Task requirements: In the records below, begin at the line that has "Each cardboard box—box it." and stop after the line that has "[314,110,351,222]". Rewrite only those lines, changing "ceiling fan blade" to "overhead fan blade" and keeping everything else the same.
== Data listing
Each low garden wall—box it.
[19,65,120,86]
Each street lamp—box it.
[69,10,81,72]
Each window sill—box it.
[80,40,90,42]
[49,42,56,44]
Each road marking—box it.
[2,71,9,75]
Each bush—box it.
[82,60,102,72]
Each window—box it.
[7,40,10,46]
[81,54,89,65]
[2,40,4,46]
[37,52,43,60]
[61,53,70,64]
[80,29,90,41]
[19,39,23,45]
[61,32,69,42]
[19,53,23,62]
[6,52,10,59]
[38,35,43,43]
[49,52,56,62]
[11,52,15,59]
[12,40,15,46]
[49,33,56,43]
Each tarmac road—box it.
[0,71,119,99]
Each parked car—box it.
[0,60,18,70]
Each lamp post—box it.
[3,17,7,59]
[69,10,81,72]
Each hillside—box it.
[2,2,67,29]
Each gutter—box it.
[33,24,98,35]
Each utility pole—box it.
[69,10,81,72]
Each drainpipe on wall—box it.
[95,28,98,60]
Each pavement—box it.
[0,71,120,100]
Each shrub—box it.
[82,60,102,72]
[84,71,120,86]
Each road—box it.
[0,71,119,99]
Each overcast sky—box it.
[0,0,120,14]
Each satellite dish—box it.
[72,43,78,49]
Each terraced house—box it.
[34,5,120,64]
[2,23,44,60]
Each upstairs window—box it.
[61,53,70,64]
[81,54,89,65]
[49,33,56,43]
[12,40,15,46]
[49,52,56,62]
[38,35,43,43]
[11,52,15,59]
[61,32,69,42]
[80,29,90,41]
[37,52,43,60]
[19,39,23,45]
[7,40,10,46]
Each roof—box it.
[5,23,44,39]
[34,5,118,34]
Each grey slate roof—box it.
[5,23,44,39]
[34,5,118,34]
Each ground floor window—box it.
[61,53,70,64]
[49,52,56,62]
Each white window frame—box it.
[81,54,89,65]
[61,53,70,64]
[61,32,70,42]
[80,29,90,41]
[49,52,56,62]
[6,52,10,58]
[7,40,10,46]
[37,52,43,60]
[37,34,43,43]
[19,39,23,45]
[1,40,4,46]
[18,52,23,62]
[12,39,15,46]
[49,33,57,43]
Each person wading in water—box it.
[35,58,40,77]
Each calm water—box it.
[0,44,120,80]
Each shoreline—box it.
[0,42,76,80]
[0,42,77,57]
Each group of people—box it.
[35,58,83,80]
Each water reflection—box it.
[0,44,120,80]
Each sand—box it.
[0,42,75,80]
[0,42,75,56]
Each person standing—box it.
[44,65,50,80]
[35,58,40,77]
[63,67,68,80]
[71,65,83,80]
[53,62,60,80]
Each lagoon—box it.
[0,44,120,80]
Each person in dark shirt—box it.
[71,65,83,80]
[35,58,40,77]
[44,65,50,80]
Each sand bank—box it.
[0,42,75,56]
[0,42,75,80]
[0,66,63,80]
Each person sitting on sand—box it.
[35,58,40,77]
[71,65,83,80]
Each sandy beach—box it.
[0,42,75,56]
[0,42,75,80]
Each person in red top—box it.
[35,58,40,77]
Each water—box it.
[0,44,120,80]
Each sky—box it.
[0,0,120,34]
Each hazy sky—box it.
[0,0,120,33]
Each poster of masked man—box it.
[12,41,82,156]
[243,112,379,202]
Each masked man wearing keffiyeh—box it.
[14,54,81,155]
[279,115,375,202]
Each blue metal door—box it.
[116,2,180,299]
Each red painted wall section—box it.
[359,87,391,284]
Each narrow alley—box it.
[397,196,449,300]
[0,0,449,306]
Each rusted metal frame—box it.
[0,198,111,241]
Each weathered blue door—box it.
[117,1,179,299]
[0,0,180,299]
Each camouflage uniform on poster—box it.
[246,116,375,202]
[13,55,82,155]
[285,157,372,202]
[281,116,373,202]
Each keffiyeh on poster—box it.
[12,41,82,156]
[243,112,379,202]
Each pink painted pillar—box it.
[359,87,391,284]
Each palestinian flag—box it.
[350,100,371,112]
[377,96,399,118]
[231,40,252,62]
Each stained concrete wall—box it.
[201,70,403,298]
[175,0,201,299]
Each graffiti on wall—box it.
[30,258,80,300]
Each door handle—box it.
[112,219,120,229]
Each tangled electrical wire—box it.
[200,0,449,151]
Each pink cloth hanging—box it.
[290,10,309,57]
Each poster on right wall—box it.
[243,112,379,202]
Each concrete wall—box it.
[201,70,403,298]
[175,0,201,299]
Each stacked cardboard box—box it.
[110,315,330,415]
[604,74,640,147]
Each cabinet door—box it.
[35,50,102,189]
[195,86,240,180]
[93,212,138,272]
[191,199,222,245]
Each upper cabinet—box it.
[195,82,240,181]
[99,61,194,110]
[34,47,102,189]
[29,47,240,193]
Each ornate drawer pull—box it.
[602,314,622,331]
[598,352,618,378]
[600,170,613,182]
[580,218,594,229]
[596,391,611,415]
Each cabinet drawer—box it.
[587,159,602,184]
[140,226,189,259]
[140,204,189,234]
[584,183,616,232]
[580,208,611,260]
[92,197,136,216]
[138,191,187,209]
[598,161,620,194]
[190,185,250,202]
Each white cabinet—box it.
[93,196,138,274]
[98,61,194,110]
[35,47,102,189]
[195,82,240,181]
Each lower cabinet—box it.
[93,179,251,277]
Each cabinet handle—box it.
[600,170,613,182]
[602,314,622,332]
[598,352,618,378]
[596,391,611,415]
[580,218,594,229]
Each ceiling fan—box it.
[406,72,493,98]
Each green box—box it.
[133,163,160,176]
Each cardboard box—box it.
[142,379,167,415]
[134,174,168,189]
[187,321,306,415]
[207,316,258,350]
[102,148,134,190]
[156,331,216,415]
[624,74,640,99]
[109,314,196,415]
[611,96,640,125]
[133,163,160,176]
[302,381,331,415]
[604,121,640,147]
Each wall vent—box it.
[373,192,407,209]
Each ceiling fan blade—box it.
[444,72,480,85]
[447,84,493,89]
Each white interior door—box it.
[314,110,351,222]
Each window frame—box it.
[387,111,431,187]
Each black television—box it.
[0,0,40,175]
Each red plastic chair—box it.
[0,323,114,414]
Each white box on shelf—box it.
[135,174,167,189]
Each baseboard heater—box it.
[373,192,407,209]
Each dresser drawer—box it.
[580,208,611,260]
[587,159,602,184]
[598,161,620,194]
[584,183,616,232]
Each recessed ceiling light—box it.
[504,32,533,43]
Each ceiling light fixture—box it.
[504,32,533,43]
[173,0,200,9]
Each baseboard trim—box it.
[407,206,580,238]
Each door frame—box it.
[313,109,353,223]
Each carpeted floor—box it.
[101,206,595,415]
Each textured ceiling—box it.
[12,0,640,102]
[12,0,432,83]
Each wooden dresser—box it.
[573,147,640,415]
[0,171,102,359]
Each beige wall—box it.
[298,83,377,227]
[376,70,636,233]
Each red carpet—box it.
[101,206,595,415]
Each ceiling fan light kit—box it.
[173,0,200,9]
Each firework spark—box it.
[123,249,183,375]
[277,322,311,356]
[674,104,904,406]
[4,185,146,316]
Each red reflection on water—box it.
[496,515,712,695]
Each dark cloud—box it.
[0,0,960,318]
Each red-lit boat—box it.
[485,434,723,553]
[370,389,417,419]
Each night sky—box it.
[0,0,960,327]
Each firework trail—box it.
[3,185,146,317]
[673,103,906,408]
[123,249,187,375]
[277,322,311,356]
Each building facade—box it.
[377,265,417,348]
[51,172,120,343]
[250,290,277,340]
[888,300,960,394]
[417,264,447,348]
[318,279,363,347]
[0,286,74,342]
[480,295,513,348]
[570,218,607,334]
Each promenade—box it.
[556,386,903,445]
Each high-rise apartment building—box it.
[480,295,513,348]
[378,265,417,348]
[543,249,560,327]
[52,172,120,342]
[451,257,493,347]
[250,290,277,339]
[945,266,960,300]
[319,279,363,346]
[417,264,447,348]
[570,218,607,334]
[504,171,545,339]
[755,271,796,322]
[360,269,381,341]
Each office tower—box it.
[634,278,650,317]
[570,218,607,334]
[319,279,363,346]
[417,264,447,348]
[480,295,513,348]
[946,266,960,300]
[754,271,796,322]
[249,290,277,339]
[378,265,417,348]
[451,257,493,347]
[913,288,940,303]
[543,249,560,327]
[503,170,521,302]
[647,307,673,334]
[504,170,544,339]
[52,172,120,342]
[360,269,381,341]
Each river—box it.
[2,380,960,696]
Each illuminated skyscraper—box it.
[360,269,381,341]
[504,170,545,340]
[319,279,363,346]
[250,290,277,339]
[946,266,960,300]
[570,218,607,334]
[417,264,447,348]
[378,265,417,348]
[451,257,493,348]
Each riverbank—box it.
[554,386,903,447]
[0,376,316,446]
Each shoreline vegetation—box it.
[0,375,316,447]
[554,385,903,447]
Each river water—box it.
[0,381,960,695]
====
Written solution:
Each cardboard box—box it.
[142,379,167,415]
[134,174,168,189]
[187,321,306,415]
[207,316,258,350]
[102,148,134,190]
[156,331,216,415]
[624,74,640,99]
[109,314,196,415]
[611,96,640,125]
[133,163,160,176]
[302,381,331,415]
[604,121,640,147]
Each wall vent—box it.
[373,192,407,209]
Each overhead fan blade—box it.
[444,72,480,85]
[447,84,493,89]
Each white interior door—box it.
[314,110,351,222]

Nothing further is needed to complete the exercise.